Okemah Const., Inc. v. Barkley-Farmer, Inc.

Decision Date17 May 1979
Docket NumberINC,No. 17398,BARKLEY-FARME,17398
Citation583 S.W.2d 458
PartiesOKEMAH CONSTRUCTION, INC., Appellant, v., Appellee. (1st Dist.)
CourtTexas Court of Appeals

David Ford Hunt, Dallas, for appellant.

Smither, Martin & Haggard, J. M. Haggard, Huntsville, for appellee.

Before COLEMAN, C. J., and PEDEN and DOYLE, JJ.

COLEMAN, Chief Justice.

Okemah Construction, Inc., brought this action to recover the money alleged to be due and owing to it by Barkley-Farmer, Inc., under a contract between the parties dated May 5, 1977. The trial was to the court without a jury and resulted in a judgment for the plaintiff in the sum of $27,656.16, plus attorney's fees. The plaintiff was not satisfied with the amount of the judgment and has appealed. Findings of fact and conclusions of law were filed. The judgment will be affirmed as modified.

On May 5, 1977, by a letter agreement, Barkley-Farmer entered into a contract with Okemah under the terms of which Okemah would remove 67 miles of pipe from the ground, cut it into 40 foot lengths and load it onto trailers. Barkley-Farmer agreed to pay Okemah 59 cents per lineal foot of pipe so removed. Okemah agreed to furnish two suitable trailers for use in transporting the pipe and Barkley-Farmer agreed to furnish such additional trailers as might be necessary "to assure a steady and even work flow, weather conditions permitting and taking into account that some 50,000 lineal feet of pipe will be removed from the ground and loaded on trailers each week."

Okemah began work on May 18 or 19, 1977 and, according to its president, Mr. Tinkler, encountered delays in performing the contract due to the shortage of trailers to be furnished by Barkley-Farmer. At Tinkler's request Mr. Farmer, president of Barkley-Farmer, met him on June 4, 1977, to discuss the contract. Mr. Tinkler testified that he told Farmer that Okemah wasn't making money on the contract and that he would have to cut his crew down in order to try to break even on the job. He testified that he told Farmer that if he wanted him to he would pull off the job.

Farmer testified that at the meeting Tinkler made a demand on him for more money and that he agreed to pay 90 cents a foot under the condition that Tinkler deliver 50,000 feet of pipe a week. Tinkler testified that they agreed on a goal of 50,000 feet of pipe a week but that maintaining such a schedule was not a condition to the payment of the 90 cents per foot. Farmer also agreed to furnish more trailers.

After the meeting, the work continued and Farmer furnished more trailers. Okemah added six or seven men, a side boom and a dozer. Farmer paid Okemah at the rate of 90 cents a foot for the pipe already delivered and paid certain invoices, the last being dated June 28, 1977. No payment was made for invoices # 123 through # 131, totaling $141,283.71. This suit was subsequently filed.

Data to process ::
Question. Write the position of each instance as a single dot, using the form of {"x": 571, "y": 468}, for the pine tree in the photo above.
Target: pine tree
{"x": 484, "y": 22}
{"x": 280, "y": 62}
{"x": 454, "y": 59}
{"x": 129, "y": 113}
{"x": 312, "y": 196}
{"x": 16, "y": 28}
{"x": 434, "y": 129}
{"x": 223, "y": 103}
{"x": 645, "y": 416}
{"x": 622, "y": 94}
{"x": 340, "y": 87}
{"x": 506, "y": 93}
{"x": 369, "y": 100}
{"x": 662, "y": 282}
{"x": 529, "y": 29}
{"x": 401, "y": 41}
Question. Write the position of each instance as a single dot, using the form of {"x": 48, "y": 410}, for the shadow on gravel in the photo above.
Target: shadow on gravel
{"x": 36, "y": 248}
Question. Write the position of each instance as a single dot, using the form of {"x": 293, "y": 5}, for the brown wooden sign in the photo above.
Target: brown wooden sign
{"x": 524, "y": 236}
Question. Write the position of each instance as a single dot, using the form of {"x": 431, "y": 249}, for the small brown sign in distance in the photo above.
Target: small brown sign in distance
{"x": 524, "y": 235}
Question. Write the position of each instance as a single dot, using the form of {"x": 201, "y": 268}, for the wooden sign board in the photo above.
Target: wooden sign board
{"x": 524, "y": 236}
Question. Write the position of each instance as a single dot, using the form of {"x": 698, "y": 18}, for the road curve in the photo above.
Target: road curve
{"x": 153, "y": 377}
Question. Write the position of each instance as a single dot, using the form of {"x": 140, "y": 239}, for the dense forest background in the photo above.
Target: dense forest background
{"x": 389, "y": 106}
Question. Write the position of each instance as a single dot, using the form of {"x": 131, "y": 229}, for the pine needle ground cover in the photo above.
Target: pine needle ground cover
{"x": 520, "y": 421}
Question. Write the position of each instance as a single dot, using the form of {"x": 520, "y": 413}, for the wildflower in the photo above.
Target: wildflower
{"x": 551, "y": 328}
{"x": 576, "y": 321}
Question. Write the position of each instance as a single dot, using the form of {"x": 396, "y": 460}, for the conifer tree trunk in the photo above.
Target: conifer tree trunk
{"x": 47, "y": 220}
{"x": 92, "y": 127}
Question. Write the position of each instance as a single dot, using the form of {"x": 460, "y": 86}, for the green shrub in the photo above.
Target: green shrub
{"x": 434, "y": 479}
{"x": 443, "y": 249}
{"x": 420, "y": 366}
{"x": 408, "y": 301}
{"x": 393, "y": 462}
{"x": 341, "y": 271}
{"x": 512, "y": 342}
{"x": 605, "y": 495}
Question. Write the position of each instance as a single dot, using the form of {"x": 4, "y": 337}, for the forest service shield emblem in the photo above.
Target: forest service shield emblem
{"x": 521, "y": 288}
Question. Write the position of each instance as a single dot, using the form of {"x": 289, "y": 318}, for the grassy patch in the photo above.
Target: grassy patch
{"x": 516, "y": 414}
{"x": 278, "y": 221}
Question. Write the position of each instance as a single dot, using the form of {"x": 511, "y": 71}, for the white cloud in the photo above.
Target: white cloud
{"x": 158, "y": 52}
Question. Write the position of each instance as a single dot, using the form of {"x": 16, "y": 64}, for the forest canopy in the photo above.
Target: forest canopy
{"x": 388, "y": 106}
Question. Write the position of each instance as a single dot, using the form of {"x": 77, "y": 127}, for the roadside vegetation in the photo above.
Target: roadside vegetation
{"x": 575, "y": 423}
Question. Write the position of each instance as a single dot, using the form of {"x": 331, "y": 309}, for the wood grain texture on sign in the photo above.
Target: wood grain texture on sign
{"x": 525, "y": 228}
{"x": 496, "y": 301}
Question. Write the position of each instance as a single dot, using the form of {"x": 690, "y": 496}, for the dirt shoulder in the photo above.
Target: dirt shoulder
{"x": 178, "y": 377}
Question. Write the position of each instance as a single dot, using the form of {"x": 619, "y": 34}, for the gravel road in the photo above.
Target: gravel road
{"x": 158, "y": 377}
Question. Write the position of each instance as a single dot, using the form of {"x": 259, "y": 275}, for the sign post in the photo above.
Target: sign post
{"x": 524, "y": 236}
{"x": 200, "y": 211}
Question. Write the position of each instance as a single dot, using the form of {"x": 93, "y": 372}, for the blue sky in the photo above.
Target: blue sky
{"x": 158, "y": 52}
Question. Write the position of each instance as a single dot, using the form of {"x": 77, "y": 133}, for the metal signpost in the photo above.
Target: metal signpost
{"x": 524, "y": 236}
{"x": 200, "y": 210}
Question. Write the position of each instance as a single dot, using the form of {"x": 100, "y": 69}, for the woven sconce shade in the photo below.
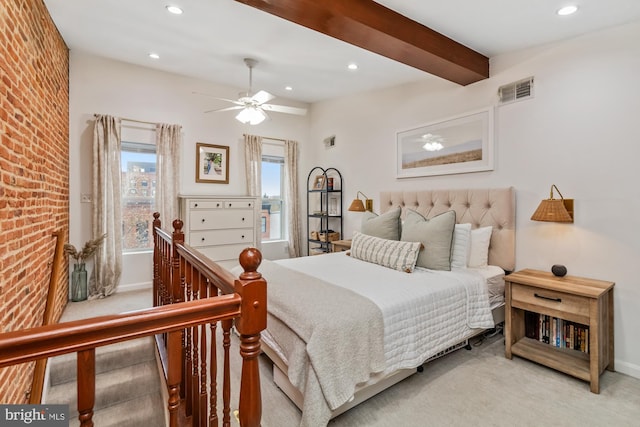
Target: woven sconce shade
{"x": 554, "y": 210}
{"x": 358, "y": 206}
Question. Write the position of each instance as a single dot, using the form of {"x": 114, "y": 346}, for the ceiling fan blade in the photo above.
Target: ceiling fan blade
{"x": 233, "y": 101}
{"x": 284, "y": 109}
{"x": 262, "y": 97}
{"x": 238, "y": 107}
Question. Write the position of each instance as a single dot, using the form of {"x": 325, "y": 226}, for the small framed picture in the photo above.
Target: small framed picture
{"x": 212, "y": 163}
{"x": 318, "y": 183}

---

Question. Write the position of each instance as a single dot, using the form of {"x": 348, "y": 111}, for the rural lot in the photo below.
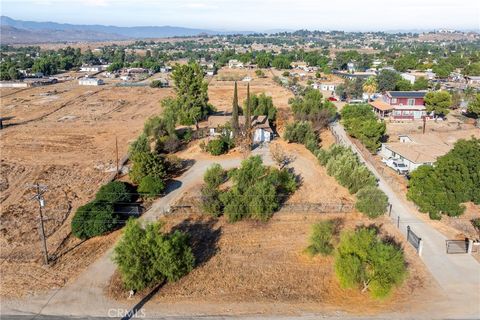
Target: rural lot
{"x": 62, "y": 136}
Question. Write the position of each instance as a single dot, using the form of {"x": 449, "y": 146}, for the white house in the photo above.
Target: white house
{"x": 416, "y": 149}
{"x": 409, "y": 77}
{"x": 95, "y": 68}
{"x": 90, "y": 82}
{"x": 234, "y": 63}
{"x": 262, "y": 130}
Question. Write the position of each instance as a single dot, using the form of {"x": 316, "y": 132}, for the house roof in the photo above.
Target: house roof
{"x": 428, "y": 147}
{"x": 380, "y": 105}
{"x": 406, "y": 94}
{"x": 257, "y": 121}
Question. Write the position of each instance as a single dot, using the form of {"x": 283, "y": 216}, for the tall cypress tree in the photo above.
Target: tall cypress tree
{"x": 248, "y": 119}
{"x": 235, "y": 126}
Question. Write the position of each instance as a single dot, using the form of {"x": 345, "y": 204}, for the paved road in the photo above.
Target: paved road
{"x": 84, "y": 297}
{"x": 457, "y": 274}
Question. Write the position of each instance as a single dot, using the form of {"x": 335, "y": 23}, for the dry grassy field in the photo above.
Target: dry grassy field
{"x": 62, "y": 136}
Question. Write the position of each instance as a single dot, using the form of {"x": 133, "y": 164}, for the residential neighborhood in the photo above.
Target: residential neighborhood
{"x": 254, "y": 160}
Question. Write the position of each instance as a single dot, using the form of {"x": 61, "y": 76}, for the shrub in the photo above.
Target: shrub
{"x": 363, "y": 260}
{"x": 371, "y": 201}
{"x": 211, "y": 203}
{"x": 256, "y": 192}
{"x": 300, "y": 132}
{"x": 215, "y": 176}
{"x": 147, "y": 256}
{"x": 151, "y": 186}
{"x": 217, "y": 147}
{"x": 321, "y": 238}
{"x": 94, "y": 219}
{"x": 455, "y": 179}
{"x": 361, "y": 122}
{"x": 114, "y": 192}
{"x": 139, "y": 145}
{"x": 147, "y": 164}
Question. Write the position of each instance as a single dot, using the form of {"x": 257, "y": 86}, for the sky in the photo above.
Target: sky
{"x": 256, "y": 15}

---

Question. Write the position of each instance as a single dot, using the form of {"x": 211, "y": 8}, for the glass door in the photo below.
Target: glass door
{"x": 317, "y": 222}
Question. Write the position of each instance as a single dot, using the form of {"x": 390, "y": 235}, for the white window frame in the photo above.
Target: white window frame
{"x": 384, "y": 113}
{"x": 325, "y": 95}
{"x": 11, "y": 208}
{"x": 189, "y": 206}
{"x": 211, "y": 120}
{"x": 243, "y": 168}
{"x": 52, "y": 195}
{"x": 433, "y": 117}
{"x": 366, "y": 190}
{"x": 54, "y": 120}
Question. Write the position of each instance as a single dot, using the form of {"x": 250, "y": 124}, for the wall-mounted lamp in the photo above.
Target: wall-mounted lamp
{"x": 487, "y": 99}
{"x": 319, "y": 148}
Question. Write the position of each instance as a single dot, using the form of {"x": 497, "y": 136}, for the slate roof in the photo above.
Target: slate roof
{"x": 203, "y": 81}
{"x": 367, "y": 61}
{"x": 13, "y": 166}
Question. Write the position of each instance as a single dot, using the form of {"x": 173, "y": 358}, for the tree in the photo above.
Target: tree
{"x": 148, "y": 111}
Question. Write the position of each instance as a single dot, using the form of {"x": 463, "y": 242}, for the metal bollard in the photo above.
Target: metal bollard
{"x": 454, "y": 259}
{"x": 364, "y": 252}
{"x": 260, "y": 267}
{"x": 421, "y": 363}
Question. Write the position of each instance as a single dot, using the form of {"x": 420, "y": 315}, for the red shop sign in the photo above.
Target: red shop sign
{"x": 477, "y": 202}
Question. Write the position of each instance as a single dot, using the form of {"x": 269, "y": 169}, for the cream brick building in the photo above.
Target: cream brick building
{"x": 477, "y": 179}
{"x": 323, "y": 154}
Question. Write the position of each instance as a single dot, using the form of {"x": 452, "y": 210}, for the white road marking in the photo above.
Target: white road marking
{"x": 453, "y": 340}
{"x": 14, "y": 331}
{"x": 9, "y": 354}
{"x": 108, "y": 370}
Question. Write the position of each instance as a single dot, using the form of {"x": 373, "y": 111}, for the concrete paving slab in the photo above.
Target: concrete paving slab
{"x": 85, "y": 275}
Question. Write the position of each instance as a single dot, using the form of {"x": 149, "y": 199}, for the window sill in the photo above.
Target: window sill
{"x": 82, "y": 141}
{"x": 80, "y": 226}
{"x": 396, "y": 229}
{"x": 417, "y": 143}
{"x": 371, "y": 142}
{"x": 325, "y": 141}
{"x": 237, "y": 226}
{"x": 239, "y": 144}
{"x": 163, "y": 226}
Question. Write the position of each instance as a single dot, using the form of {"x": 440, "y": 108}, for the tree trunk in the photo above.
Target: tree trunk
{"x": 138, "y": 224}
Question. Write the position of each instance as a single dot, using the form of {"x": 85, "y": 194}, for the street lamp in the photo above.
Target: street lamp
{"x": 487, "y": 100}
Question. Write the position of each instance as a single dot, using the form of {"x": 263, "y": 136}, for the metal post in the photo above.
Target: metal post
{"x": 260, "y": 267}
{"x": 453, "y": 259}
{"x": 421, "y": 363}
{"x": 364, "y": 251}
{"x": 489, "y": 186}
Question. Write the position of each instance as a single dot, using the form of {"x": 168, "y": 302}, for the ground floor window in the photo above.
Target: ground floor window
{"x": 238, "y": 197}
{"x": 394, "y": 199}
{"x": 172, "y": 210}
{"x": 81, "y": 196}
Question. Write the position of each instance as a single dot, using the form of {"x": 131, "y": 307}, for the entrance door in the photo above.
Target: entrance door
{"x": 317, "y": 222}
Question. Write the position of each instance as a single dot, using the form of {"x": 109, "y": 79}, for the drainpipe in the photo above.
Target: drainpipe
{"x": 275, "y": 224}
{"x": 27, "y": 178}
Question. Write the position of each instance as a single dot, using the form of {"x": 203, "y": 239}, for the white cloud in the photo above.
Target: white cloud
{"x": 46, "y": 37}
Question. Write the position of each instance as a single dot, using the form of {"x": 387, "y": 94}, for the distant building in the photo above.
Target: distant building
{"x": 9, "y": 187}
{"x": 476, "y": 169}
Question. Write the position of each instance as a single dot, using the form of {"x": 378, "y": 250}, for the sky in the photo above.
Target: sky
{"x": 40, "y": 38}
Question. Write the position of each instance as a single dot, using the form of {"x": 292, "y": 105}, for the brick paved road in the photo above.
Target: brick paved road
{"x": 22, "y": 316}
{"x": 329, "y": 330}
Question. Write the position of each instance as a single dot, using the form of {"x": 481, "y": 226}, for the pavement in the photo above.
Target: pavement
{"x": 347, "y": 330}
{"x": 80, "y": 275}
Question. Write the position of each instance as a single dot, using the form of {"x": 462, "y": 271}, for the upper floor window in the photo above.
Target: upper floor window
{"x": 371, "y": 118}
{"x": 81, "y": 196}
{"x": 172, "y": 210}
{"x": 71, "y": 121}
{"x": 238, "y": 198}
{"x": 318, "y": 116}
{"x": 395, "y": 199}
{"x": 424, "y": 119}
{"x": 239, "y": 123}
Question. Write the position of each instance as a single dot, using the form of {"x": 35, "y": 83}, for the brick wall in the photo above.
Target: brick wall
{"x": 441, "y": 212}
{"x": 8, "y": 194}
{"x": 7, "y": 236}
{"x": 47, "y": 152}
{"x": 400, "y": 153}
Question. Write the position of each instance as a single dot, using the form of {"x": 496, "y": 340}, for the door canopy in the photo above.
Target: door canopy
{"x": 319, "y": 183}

Required actions ::
(a) Please translate this sentence from the court opinion into Spanish: "After the meeting, the work continued and Farmer furnished more trailers."
(b) Pull out each line of the records that contains the word "green".

Results in order ::
(a) Después de la reunión, el trabajo continuó y Farmer suministró más remolques.

(b)
Question. Write the position of each instance as a single dot, using the form of {"x": 460, "y": 86}, for the green shrub in the photo above.
Target: green shrub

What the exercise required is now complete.